_Extracted text_.
Before you begin using GitHub Enterprise in a production capacity, you should set up a backup host, schedule automated backups, and develop a recovery plan as part of an overall automated backups plan.
GitHub Enterprise Backup Utilities
The GitHub Enterprise Backup Utilities are a companion piece of a software designed to run on a Linux (or other modern Unix) host system separate from the primary GitHub Enterprise instance.
Take backup snapshots at regular intervals over a secure (SSH) network connection initiated from the backup host to your GitHub Enterprise instance. You can take a snapshot while the instance is online / in active use and run under the lowest scheduling priority to minimize performance impact. Snapshots are incremental in that only data added since the last snapshot is transferred over the network and occupies additional physical storage space.
Use backup snapshots to restore an existing or newly provisioned GitHub Enterprise instance to a previous state by issuing a restore command from the backup host.
See the github/backup-utils project repository on GitHub.com for more detailed information on features, requirements, and advanced usage.
Backup host requirements and recommendations
The backup utilities can run on a wide range of Unix/Linux host operating systems in an effort to integrate easily into already established backup and disaster recovery environments. You can integrate the backup utilities into an existing environment for long term permanent storage of mission critical data.
We recommend that the backup host and your GitHub Enterprise instance be geographically distant from each other. This ensures that backups are available for recovery in the face of major disaster or network outage at the primary site.
Physical storage requirements will vary based on Git repository disk usage and expected growth patterns. We recommend allocating at least 5x the amount of storage allocated to your GitHub Enterprise instance to allow for historical snapshots and growth over time.
Hardware recommendations
- vCPU: 2
- Memory: 2GB
- Storage: 5x the primary instance's allocated storage
Installing the Backup Utilities
The backup utilities are distributed as a separate software package. Follow the instructions below to install, configure, and perform an initial full backup of the primary GitHub Enterprise instance.
- Download the latest github/backup-utils release and extract on the backup host.
- Copy the included
backup.config-example
file tobackup.config
and open in an editor. - Set the
GHE_HOSTNAME
value to the primary GitHub Enterprise instance's host name or IP address and theGHE_DATA_DIR
value to the filesystem location where you want to store backup snapshots. - Open the primary instance's settings page at
https://[hostname]/setup/settings
and add the backup host's SSH key to the list of Authorized SSH keys. For more information, see Administrative Shell (SSH) Access. - Run
bin/ghe-host-check
to verify SSH connectivity with the GitHub appliance. - Run
bin/ghe-backup
to perform an initial full backup.
Backup scheduling and recovery point objective
Schedule regular backups on the backup host using cron(8)
or similar command scheduling service. The configured backup frequency will dictate the worst case recovery point objective (RPO) in your recovery plan. For example, if you have scheduled the backup to run every day at midnight, you could lose up to 24 hours of data in a disaster scenario.
We recommend starting with an hourly backup schedule, guaranteeing a worst case maximum of one hour of data loss should primary site data be destroyed. If backup runs overlap, the most recent ghe-backup
command aborts with an error message, indicating the existence of a simultaneous backup. If this occurs, we recommended decreasing the frequency of your scheduled backups to a point where these overlaps do not occur.

_Dataset records_.
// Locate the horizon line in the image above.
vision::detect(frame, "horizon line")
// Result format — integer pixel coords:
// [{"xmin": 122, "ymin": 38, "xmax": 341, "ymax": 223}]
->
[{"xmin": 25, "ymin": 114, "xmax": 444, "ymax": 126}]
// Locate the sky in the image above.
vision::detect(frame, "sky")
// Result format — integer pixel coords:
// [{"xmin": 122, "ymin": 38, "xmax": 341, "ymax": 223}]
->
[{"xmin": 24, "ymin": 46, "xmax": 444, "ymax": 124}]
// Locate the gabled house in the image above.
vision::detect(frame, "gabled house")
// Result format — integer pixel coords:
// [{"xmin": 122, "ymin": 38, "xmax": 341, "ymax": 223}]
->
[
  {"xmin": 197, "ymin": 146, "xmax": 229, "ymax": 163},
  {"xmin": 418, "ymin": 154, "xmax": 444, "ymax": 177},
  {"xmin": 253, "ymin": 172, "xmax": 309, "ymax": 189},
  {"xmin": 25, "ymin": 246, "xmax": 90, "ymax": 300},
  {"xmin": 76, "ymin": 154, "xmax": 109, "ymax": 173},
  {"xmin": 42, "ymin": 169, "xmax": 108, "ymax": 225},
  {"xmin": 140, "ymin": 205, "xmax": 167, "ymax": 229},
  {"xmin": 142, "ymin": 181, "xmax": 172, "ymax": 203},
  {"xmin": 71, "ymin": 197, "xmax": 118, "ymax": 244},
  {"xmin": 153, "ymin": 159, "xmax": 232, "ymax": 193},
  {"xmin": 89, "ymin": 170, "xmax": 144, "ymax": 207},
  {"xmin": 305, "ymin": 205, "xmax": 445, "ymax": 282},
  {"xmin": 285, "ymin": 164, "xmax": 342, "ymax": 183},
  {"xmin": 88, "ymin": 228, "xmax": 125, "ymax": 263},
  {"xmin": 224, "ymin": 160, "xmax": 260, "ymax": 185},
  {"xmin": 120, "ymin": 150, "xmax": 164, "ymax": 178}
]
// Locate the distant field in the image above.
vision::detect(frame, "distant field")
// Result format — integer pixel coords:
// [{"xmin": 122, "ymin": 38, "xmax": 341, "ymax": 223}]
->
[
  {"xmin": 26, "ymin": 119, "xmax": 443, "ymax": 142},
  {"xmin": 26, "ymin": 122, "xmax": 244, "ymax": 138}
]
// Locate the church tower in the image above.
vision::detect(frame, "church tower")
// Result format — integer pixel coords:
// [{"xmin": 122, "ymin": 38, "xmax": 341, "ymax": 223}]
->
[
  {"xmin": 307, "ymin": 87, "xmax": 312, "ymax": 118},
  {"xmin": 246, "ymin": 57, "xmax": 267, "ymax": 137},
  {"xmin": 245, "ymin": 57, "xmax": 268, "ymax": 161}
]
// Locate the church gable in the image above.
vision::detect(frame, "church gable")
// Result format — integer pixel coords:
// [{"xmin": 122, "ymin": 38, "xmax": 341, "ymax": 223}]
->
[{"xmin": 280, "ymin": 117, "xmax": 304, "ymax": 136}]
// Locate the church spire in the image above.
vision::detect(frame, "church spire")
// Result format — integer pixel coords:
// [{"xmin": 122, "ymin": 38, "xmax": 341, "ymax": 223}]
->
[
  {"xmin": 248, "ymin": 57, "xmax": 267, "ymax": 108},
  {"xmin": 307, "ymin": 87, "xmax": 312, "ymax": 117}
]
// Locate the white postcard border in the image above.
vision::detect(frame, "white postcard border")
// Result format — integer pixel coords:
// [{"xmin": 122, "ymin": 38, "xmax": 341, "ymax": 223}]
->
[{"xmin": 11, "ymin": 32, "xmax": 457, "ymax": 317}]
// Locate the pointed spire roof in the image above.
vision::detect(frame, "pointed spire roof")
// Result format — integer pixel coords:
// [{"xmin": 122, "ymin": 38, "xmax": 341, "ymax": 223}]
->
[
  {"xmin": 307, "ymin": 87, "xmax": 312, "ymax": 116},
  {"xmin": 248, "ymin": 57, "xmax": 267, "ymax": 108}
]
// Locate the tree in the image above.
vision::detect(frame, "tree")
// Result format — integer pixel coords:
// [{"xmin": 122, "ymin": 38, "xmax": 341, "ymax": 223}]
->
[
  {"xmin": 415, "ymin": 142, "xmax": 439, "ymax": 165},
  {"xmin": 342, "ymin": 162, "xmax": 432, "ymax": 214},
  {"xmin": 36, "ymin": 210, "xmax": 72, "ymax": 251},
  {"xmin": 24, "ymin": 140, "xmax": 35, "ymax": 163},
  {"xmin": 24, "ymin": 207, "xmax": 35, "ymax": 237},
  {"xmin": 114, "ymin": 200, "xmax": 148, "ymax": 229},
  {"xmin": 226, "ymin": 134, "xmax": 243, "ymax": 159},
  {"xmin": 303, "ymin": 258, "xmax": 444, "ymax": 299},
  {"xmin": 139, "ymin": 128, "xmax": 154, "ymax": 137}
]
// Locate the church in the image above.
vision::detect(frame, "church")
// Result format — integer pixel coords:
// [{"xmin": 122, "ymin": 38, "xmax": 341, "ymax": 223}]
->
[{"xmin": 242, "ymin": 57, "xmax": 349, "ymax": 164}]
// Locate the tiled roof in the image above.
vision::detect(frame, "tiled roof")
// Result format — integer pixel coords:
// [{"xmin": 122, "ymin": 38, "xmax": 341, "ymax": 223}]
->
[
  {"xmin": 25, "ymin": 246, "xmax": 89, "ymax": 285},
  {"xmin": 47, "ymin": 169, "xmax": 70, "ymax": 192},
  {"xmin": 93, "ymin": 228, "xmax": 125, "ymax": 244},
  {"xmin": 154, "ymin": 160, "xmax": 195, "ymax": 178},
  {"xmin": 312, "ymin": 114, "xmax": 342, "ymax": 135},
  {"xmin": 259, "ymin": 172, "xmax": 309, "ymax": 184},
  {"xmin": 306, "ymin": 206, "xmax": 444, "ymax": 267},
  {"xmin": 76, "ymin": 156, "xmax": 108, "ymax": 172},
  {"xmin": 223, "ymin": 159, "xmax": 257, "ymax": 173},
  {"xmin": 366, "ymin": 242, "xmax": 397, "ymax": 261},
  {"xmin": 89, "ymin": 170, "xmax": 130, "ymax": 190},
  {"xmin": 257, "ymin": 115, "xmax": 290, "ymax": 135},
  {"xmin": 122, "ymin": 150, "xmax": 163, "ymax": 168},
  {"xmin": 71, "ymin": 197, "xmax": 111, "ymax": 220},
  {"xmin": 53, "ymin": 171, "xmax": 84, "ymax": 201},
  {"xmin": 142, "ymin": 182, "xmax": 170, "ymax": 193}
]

_Task prompt_. List every hardware recommendation the GitHub Enterprise backup text gives for the backup host, with its value.

_The result_.
- vCPU: 2
- Memory: 2GB
- Storage: 5x the primary instance's allocated storage